**PROBLEM TO SOLVE:** Scan the entries for the word "storm" and return every line that has it.

(SUPPLIED RECORDS)

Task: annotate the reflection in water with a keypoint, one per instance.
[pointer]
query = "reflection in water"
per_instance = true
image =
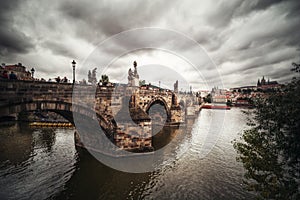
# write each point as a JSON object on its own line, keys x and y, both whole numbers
{"x": 56, "y": 169}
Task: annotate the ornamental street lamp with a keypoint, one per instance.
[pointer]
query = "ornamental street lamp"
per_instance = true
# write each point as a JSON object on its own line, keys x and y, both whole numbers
{"x": 32, "y": 72}
{"x": 73, "y": 65}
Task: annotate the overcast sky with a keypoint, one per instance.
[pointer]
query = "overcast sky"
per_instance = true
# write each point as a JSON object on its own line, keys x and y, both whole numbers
{"x": 241, "y": 40}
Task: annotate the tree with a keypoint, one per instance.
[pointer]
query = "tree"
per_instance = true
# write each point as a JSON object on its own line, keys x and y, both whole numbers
{"x": 269, "y": 150}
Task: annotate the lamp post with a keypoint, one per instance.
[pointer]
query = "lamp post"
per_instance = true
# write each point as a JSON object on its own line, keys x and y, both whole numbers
{"x": 73, "y": 65}
{"x": 32, "y": 72}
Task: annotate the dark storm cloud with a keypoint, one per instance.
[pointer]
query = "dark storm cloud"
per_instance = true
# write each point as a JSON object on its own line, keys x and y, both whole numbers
{"x": 58, "y": 48}
{"x": 12, "y": 39}
{"x": 112, "y": 17}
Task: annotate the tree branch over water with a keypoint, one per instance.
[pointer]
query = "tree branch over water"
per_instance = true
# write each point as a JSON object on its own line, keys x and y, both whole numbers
{"x": 269, "y": 150}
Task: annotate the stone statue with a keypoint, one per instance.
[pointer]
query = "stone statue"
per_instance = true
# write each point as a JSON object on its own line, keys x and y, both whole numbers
{"x": 176, "y": 87}
{"x": 130, "y": 74}
{"x": 133, "y": 76}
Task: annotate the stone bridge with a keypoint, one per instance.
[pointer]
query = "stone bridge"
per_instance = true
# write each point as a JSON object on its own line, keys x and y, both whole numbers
{"x": 121, "y": 111}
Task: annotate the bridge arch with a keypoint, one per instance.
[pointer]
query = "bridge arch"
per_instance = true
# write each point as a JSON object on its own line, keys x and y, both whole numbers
{"x": 161, "y": 101}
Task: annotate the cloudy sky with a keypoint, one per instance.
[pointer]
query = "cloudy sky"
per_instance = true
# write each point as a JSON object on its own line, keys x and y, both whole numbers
{"x": 203, "y": 43}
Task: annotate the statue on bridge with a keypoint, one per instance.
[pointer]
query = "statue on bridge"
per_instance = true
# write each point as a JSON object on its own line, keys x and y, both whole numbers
{"x": 133, "y": 76}
{"x": 176, "y": 87}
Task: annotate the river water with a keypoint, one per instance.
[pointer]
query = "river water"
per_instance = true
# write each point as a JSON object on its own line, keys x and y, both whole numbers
{"x": 43, "y": 163}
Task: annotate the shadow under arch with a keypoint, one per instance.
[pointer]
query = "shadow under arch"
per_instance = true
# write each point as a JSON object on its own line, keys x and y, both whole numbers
{"x": 160, "y": 101}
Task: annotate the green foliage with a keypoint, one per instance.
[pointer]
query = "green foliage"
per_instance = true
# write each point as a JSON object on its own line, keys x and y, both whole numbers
{"x": 270, "y": 149}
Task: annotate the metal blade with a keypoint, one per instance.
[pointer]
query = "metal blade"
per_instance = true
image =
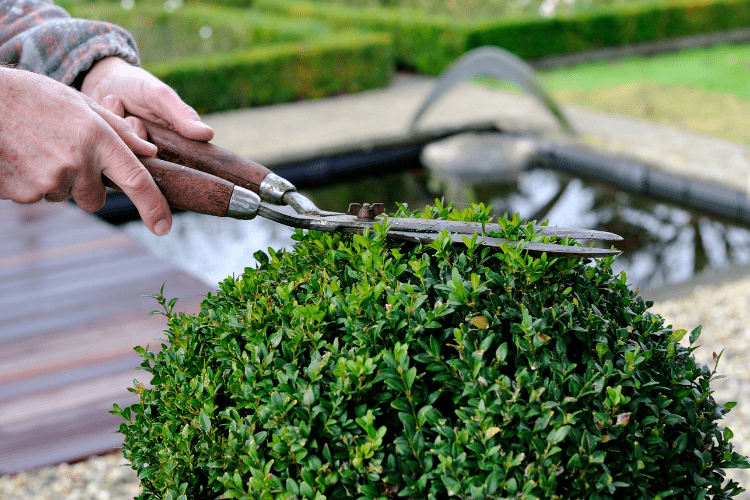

(End SUPPLIED RECORDS)

**FINAL ANSWER:**
Task: annotate the dark storm cloud with a keypoint, one per instance.
query = "dark storm cloud"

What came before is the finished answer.